■ **Work required**: Rewrite all of the data below, changing each "site survey" to "field inspection" and keeping everything else the same. Leave the pictures out of your version.

■ **Input**:
════════════════════
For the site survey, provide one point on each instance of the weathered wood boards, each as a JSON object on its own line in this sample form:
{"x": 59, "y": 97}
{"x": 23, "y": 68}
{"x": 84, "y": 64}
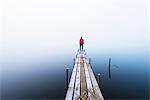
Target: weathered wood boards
{"x": 83, "y": 85}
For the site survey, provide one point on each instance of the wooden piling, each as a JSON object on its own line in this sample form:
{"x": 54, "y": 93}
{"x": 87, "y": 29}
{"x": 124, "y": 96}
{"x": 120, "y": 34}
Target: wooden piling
{"x": 67, "y": 78}
{"x": 98, "y": 79}
{"x": 109, "y": 67}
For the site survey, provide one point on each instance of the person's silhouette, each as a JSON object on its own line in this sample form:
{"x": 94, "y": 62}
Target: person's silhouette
{"x": 81, "y": 43}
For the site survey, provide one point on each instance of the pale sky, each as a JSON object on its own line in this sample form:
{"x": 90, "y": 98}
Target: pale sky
{"x": 40, "y": 27}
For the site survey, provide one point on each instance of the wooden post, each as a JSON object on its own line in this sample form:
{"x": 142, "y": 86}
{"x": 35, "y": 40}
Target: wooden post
{"x": 67, "y": 78}
{"x": 90, "y": 61}
{"x": 109, "y": 67}
{"x": 98, "y": 79}
{"x": 74, "y": 61}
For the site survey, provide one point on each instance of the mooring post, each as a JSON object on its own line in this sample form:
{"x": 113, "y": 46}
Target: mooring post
{"x": 90, "y": 61}
{"x": 98, "y": 79}
{"x": 109, "y": 68}
{"x": 74, "y": 61}
{"x": 67, "y": 78}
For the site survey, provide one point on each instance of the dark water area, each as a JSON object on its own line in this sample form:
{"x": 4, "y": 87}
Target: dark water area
{"x": 46, "y": 79}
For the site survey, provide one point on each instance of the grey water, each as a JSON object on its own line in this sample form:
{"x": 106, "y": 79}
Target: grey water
{"x": 45, "y": 78}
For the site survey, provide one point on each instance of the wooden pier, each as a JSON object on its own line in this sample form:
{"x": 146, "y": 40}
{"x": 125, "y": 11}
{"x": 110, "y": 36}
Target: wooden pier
{"x": 83, "y": 85}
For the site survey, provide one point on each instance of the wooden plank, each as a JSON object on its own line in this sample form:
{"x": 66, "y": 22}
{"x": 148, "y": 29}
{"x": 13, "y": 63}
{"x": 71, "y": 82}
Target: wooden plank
{"x": 83, "y": 82}
{"x": 77, "y": 82}
{"x": 88, "y": 80}
{"x": 69, "y": 94}
{"x": 96, "y": 90}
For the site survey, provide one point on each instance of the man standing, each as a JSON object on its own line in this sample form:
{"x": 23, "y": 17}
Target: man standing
{"x": 81, "y": 43}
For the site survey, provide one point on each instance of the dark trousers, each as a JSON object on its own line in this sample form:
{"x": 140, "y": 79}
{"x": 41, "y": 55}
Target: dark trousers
{"x": 81, "y": 47}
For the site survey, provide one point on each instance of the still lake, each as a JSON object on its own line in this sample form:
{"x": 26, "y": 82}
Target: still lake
{"x": 45, "y": 78}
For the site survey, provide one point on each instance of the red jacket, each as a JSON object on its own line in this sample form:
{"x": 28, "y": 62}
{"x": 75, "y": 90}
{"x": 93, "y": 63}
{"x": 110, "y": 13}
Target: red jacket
{"x": 81, "y": 41}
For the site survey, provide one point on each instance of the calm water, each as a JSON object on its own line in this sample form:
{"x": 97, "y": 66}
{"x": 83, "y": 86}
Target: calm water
{"x": 45, "y": 78}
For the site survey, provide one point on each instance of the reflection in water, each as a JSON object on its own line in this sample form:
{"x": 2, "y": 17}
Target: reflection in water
{"x": 48, "y": 79}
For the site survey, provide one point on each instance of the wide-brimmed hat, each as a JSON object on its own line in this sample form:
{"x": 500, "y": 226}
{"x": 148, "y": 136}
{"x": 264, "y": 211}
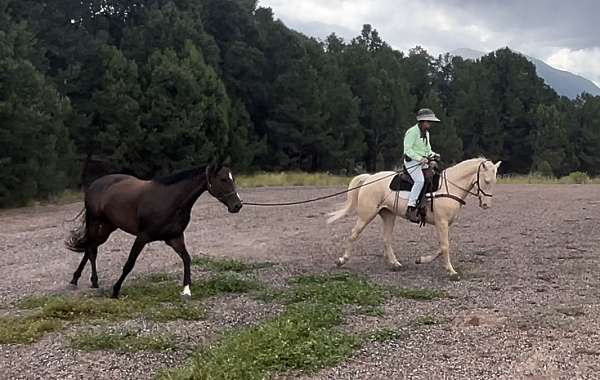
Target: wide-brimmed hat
{"x": 425, "y": 114}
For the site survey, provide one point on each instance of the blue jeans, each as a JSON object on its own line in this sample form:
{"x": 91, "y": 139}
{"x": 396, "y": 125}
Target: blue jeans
════════════════════
■ **Completed task**:
For the field inspection, provide one point on each instance of the weathered wood boards, each as a JSON object on its own line in this sample form:
{"x": 59, "y": 97}
{"x": 23, "y": 68}
{"x": 84, "y": 64}
Target: weathered wood boards
{"x": 83, "y": 85}
For the field inspection, provide one point on each instance of the wooden piling, each as a JSON object on its own line in this sample form:
{"x": 54, "y": 93}
{"x": 87, "y": 29}
{"x": 124, "y": 96}
{"x": 120, "y": 34}
Target: wooden piling
{"x": 67, "y": 78}
{"x": 98, "y": 79}
{"x": 109, "y": 67}
For the field inspection, provide one point on each instance of the person's silhouette, each as a JSON object on its own line in this sample form:
{"x": 94, "y": 62}
Target: person's silhouette
{"x": 81, "y": 43}
For the field inspection, provide one point on each instance of the pale sky, each as a JSON object on its own line in this sample form:
{"x": 90, "y": 98}
Target: pale sky
{"x": 40, "y": 27}
For the field inspection, provide one point on each instance of the wooden post, each as a JSON object on its own line in this sample form:
{"x": 142, "y": 86}
{"x": 35, "y": 40}
Target: wooden post
{"x": 67, "y": 78}
{"x": 90, "y": 61}
{"x": 109, "y": 67}
{"x": 98, "y": 79}
{"x": 74, "y": 61}
For the field inspection, provide one point on each instance of the mooring post, each as a JSON object on its own line in this sample form:
{"x": 113, "y": 46}
Target: mooring post
{"x": 90, "y": 61}
{"x": 98, "y": 79}
{"x": 109, "y": 68}
{"x": 74, "y": 61}
{"x": 67, "y": 78}
For the field inspection, provide one point on each instance of the dark water area, each as a JSON object on its own line in this sample form:
{"x": 4, "y": 87}
Target: dark water area
{"x": 46, "y": 79}
For the field inspection, provide one point on each instance of the grey water, each as a JSON object on its own line in this sample form:
{"x": 106, "y": 79}
Target: grey water
{"x": 45, "y": 78}
For the field inspection, provide one point on each instance of the wooden pier, each as a JSON object on its own line in this sample form:
{"x": 146, "y": 40}
{"x": 125, "y": 11}
{"x": 110, "y": 36}
Target: wooden pier
{"x": 83, "y": 85}
For the field inspection, provide one point on each instance of the wooden plank, each as a JSON object on its own line in this sample form:
{"x": 66, "y": 22}
{"x": 148, "y": 29}
{"x": 13, "y": 63}
{"x": 71, "y": 82}
Target: wooden plank
{"x": 83, "y": 82}
{"x": 77, "y": 82}
{"x": 88, "y": 80}
{"x": 69, "y": 94}
{"x": 96, "y": 90}
For the field inspection, provide one point on each instance of the man standing, each as a JSON object on its own line in this sample form:
{"x": 23, "y": 17}
Target: man standing
{"x": 81, "y": 43}
For the field inspection, provide one point on each instance of the dark trousers, each as a JSON object on its own line in this sample form:
{"x": 140, "y": 79}
{"x": 41, "y": 55}
Target: dark trousers
{"x": 81, "y": 47}
For the field inspection, provide one point on each instance of the still lake, each as a JSON object on its own line in this sample form:
{"x": 26, "y": 82}
Target: still lake
{"x": 45, "y": 78}
For the field inspection, provide one point on each instance of the red jacket, each as a JSON object on its own line in this sample form:
{"x": 28, "y": 62}
{"x": 75, "y": 90}
{"x": 93, "y": 63}
{"x": 110, "y": 13}
Target: red jacket
{"x": 81, "y": 41}
For the field inspection, provide one point on each instance of the calm water, each as a JSON object on its own line in this sample form:
{"x": 97, "y": 66}
{"x": 83, "y": 86}
Target: calm water
{"x": 45, "y": 78}
For the field inspection, provide one point on each instance of the reflection in water, each as a JSON object on its own line in this sample form:
{"x": 2, "y": 17}
Target: reflection in water
{"x": 48, "y": 79}
For the field inspection, provide one point on each instance of the wide-brimmed hat, each as a JSON object on its own line in this sample form:
{"x": 500, "y": 226}
{"x": 148, "y": 136}
{"x": 264, "y": 211}
Target: wide-brimmed hat
{"x": 425, "y": 114}
For the field inspection, provide one point on each instance of the blue jeans, each as a JSON object on its own line in this sample form:
{"x": 91, "y": 139}
{"x": 396, "y": 125}
Target: blue jeans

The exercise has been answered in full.